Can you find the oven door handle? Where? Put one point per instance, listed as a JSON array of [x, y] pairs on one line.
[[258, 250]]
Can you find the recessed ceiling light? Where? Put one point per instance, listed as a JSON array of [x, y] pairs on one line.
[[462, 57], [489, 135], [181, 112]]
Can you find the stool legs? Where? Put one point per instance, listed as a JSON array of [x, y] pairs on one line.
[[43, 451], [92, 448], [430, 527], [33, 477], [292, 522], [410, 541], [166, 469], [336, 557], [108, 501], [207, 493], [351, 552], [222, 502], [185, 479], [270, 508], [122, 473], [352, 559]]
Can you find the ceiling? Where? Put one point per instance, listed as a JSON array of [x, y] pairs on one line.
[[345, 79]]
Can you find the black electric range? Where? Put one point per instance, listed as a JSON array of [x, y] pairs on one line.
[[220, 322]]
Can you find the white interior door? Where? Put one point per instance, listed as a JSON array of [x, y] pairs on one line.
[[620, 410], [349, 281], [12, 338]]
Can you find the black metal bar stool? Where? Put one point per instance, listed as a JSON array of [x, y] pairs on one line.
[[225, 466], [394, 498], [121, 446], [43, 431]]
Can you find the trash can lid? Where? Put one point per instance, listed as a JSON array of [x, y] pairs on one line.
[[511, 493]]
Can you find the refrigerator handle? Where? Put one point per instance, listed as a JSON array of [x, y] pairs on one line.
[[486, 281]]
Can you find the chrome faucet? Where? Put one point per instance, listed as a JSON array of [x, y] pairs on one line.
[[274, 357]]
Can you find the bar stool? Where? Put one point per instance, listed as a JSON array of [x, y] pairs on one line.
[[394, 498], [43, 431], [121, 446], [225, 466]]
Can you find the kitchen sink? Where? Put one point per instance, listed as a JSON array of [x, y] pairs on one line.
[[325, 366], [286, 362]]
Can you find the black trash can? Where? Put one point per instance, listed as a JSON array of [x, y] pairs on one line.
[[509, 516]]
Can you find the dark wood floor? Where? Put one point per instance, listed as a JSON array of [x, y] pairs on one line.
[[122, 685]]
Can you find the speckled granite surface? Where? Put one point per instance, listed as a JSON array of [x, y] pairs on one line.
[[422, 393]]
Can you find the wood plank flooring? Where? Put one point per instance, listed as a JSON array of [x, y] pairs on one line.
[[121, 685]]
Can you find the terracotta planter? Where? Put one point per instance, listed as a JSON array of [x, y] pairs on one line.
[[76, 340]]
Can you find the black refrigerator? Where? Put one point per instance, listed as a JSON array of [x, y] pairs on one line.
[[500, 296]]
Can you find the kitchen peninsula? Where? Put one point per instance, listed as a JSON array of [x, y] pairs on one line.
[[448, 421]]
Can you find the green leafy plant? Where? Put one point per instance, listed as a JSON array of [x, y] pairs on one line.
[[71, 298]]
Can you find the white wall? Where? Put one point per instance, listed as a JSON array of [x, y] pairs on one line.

Directions for this task: Reproduce exactly the line containing "Can you find the green" and every line after it through the end of the records above, and nothing else.

The completed task:
Can you find the green leafy plant? Where? Put one point per instance, listed as a JSON array of [x, y] pairs on one line.
[[71, 298]]
Can you find the white wall? Where? Put one point per instance, listed as a JSON array of [x, y] pairs on one line.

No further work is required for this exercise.